◆ Supplied material ◆
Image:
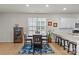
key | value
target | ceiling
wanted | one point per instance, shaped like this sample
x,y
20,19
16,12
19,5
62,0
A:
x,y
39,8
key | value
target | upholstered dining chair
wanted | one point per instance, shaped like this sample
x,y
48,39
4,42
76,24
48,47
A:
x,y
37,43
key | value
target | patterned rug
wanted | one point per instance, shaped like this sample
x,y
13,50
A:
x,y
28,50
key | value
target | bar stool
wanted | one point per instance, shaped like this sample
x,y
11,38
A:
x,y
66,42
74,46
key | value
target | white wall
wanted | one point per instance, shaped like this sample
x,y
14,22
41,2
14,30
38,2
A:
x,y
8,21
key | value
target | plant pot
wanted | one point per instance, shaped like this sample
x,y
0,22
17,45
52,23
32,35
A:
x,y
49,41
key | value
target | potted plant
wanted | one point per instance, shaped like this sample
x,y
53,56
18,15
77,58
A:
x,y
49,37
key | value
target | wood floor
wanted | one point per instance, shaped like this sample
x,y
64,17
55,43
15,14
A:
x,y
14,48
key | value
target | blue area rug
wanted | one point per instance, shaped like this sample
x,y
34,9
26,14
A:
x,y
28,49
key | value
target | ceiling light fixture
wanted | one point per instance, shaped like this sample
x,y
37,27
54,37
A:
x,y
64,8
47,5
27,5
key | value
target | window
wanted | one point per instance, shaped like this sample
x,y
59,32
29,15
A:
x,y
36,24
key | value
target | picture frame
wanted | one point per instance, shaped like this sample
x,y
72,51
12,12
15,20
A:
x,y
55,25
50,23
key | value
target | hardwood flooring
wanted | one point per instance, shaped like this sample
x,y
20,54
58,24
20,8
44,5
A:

...

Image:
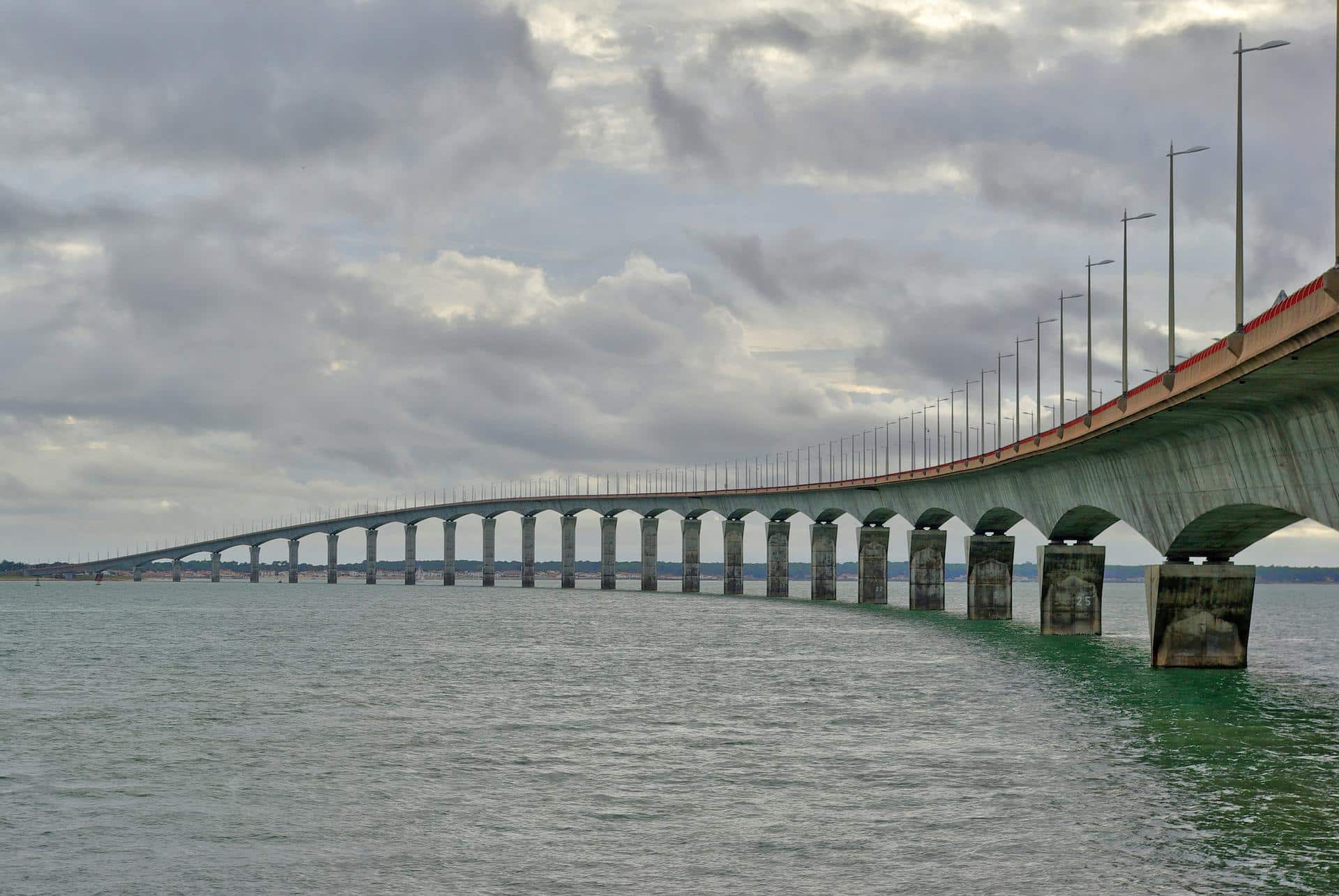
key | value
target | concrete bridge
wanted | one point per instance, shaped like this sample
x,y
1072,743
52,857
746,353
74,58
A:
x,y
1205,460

◆ Activity ◆
Please show every line of the material that contains the string "ceiling".

◆ Your response ◆
target | ceiling
target | ceiling light fixture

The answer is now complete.